▸ **Aufgabe**:
Beantworte die folgenden Fragen zum Text über Prinzessin Wencheng.
1. In welchem Jahr heiratete Prinzessin Wencheng den tibetischen Herrscher?
2. Welche Stadt wurde neue Hauptstadt des Königreichs Tubo?
3. Wen heiratete der Herrscher von Tubo um 633?

##### Textausschnitt

Heiratspolitik made in China
Verehrte Prinzessin Wencheng
Dass Heiraten Gebiete vergrößert und Frieden sichert, war nicht erst den Habsburgern geläufig. Auch im alten China nutzte man die "Ehekarte", etwa im Jahr 641 n. Chr., als Prinzessin Wencheng den tibetischen Herrscher Songstan Gambo heiratete.
8. April 2017, 21:58
"Es war einmal vor tausenddreihundert Jahren", so könnte man beginnen, aber die Geschichte der schönen Prinzessin Wencheng, die jedem in Tibet geläufig ist - und fast jedem in China - ist kein Märchen. Und doch gehört ihre Geschichte zu den Stoffen, aus denen Märchen gewebt werden.
Werben um Wencheng
Wenchengs Geschichte beginnt im hohen Tibet, dem damaligen Königreich Tubo, das von seinem 32. Zanpu, so lautete der Titel des Herrschers, nach separatistischen Wirren wieder zu einem großen und starken Reich geeint wurde - mit Lhasa als neuer Hauptstadt. Songtsan Gambo, der heute noch hoch verehrt wird, legte großen Wert darauf, mit den benachbarten Völkern in gutem Einvernehmen zu leben und von ihnen zu lernen. Er wollte, dass sein Volk sesshaft würde. Und er ermunterte sein Volk, über die Grenzen hinaus zu heiraten. Er selbst ging mit gutem Beispiel voran und heiratete um 633 eine nepalesische Königstochter.

##########
##### Angezeigte Einträge

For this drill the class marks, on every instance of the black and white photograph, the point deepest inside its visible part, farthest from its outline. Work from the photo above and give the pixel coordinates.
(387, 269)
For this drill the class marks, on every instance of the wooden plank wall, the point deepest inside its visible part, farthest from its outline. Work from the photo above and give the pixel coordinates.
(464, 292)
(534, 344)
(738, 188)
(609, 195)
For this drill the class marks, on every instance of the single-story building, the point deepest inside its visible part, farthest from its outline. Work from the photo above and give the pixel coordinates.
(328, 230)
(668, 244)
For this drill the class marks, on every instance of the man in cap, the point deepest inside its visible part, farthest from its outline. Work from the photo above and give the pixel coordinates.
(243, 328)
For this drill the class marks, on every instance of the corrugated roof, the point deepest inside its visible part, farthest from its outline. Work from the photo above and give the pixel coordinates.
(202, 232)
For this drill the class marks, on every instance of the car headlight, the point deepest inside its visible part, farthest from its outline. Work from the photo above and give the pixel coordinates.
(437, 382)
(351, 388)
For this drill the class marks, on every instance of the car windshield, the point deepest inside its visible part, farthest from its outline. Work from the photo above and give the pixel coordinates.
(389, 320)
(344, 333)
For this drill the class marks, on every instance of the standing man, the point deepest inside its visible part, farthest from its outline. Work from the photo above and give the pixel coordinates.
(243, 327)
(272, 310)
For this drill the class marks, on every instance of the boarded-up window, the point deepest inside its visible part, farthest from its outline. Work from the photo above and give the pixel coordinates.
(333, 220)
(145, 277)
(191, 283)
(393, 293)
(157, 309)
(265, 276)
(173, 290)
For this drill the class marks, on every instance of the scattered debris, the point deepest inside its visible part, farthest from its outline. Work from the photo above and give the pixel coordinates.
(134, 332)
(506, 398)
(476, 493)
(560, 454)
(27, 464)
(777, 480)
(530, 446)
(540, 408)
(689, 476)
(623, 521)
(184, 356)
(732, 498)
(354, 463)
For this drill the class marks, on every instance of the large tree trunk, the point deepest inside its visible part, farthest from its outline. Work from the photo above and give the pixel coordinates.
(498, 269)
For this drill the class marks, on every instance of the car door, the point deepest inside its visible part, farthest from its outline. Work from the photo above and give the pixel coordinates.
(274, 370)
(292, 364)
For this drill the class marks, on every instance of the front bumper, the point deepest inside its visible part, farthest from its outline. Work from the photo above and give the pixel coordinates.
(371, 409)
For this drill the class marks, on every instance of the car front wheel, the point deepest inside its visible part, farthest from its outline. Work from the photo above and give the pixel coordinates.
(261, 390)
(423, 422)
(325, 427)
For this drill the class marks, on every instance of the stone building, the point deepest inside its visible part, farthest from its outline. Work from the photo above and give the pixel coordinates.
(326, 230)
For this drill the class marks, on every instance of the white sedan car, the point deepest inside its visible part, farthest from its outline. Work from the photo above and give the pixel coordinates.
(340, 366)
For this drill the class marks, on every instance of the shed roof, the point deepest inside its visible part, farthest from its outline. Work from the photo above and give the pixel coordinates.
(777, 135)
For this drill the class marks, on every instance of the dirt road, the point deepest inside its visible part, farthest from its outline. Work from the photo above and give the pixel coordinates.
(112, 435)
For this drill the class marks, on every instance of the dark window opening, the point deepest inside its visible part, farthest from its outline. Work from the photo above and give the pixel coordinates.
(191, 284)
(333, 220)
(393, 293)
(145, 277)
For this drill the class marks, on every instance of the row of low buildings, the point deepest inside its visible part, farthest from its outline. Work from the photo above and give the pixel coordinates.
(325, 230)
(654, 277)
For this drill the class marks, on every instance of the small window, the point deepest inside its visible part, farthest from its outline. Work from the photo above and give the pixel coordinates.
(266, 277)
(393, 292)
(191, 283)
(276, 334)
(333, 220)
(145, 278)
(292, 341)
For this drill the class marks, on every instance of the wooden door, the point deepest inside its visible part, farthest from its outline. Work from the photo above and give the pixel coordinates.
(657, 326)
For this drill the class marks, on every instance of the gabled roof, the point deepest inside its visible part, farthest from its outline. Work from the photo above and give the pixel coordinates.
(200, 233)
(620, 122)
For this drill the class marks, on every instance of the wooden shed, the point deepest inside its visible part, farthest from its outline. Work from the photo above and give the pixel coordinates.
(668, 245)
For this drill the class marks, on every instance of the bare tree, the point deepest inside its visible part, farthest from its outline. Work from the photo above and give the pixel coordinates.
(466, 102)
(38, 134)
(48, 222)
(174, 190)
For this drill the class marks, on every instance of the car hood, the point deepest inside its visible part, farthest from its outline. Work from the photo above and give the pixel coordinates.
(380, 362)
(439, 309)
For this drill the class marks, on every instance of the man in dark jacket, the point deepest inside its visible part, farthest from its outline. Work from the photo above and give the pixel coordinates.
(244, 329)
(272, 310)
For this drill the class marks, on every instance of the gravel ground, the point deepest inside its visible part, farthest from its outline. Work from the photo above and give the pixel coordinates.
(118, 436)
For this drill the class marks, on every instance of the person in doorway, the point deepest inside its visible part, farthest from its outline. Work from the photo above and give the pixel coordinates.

##########

▸ **Lösung**:
1. Im Jahr 641 n. Chr.
2. Lhasa.
3. Eine nepalesische Königstochter.